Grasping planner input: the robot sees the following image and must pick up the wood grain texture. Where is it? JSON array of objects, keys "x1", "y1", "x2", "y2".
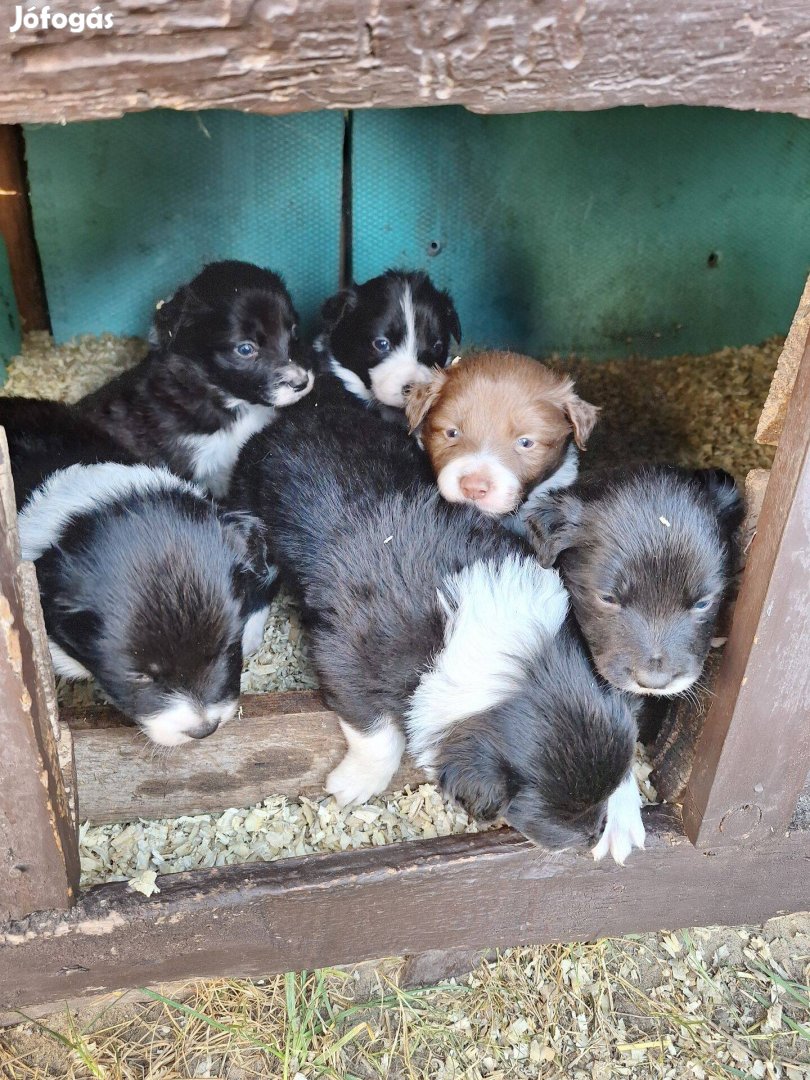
[
  {"x1": 0, "y1": 0, "x2": 810, "y2": 123},
  {"x1": 0, "y1": 430, "x2": 79, "y2": 919},
  {"x1": 756, "y1": 278, "x2": 810, "y2": 446},
  {"x1": 62, "y1": 691, "x2": 426, "y2": 824},
  {"x1": 0, "y1": 124, "x2": 50, "y2": 330},
  {"x1": 684, "y1": 326, "x2": 810, "y2": 847},
  {"x1": 0, "y1": 808, "x2": 810, "y2": 1009}
]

Exercise objective. Extract the text of every row above without changing a character, and leave the pictures out.

Answer for this exercise.
Grasping planner input: the robot sees the following image and must pick up the wood grain texture. Where is it? JSON array of objects, keys "x1", "y1", "x2", "y2".
[
  {"x1": 0, "y1": 0, "x2": 810, "y2": 123},
  {"x1": 0, "y1": 430, "x2": 79, "y2": 919},
  {"x1": 756, "y1": 278, "x2": 810, "y2": 446},
  {"x1": 62, "y1": 691, "x2": 426, "y2": 824},
  {"x1": 0, "y1": 124, "x2": 50, "y2": 330},
  {"x1": 684, "y1": 326, "x2": 810, "y2": 847},
  {"x1": 0, "y1": 808, "x2": 810, "y2": 1009}
]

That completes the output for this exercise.